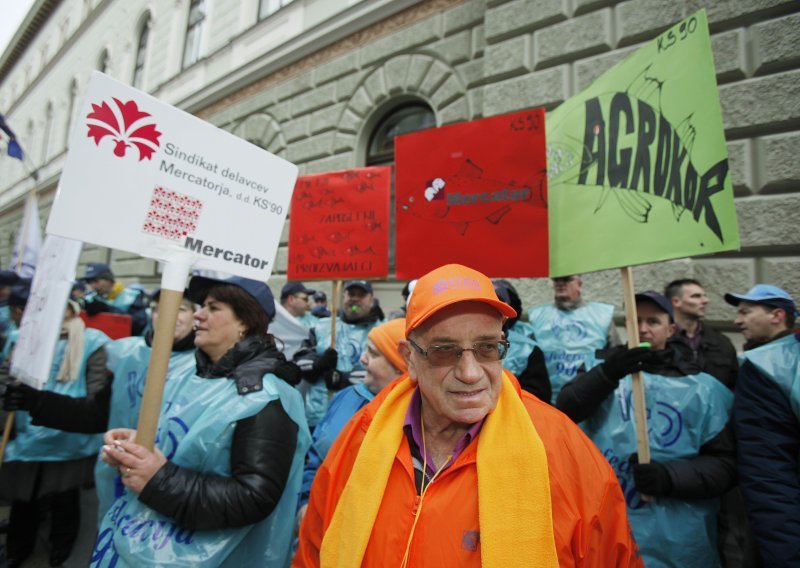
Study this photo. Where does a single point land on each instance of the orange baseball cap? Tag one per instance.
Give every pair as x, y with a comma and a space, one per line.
448, 285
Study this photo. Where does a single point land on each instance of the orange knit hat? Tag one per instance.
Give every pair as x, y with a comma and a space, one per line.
447, 285
386, 337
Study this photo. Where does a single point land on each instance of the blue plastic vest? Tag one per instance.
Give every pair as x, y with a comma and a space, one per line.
11, 339
128, 359
307, 320
196, 432
37, 443
520, 336
351, 340
683, 414
779, 360
343, 405
567, 337
7, 326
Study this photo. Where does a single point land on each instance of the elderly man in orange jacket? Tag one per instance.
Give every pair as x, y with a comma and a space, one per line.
453, 465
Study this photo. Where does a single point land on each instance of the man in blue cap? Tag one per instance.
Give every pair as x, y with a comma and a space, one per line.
109, 295
691, 445
339, 363
764, 314
296, 299
767, 420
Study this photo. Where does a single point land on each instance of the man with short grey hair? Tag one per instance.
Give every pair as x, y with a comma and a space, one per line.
570, 329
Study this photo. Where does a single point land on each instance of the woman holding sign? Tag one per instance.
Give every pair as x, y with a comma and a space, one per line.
221, 487
44, 463
117, 403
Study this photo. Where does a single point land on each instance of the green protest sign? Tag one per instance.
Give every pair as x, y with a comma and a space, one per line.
637, 163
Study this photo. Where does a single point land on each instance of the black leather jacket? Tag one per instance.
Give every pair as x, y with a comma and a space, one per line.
715, 355
261, 453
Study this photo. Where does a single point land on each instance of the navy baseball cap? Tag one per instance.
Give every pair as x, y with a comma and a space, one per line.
291, 288
95, 270
200, 285
659, 300
363, 284
8, 277
766, 294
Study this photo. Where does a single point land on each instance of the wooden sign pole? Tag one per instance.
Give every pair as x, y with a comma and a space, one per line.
20, 257
337, 290
6, 435
169, 302
639, 405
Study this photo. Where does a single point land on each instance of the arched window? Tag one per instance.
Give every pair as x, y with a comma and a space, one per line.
103, 61
406, 118
141, 54
47, 133
403, 119
72, 109
194, 29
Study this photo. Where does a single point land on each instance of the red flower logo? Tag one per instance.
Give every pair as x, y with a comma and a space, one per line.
126, 124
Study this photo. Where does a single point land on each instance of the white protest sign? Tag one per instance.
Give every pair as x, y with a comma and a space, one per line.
144, 177
44, 312
289, 330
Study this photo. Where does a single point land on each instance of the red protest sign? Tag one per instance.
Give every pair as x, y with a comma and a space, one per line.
339, 225
473, 193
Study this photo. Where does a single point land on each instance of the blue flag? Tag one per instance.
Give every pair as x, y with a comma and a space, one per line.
14, 149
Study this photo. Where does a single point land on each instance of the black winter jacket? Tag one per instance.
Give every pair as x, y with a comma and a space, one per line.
768, 439
710, 474
715, 356
261, 452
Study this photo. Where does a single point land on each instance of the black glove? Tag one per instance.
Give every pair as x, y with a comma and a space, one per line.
19, 396
96, 307
651, 478
326, 362
289, 372
624, 361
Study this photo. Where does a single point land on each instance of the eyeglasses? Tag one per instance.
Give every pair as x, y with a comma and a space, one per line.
448, 355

● TO DO:
The expected output is every line from the material above where "black" can be found.

● RESPONSE AREA:
Study this photo. Where does a single point land on each instance of the black leather jacket? Tag one per instance.
Study this photo. Where does a single point land on each instance of the black winter jacket? Tag one per instance.
Study this photo. Where does a single point land on each instance of the black glove? Tag one per instance.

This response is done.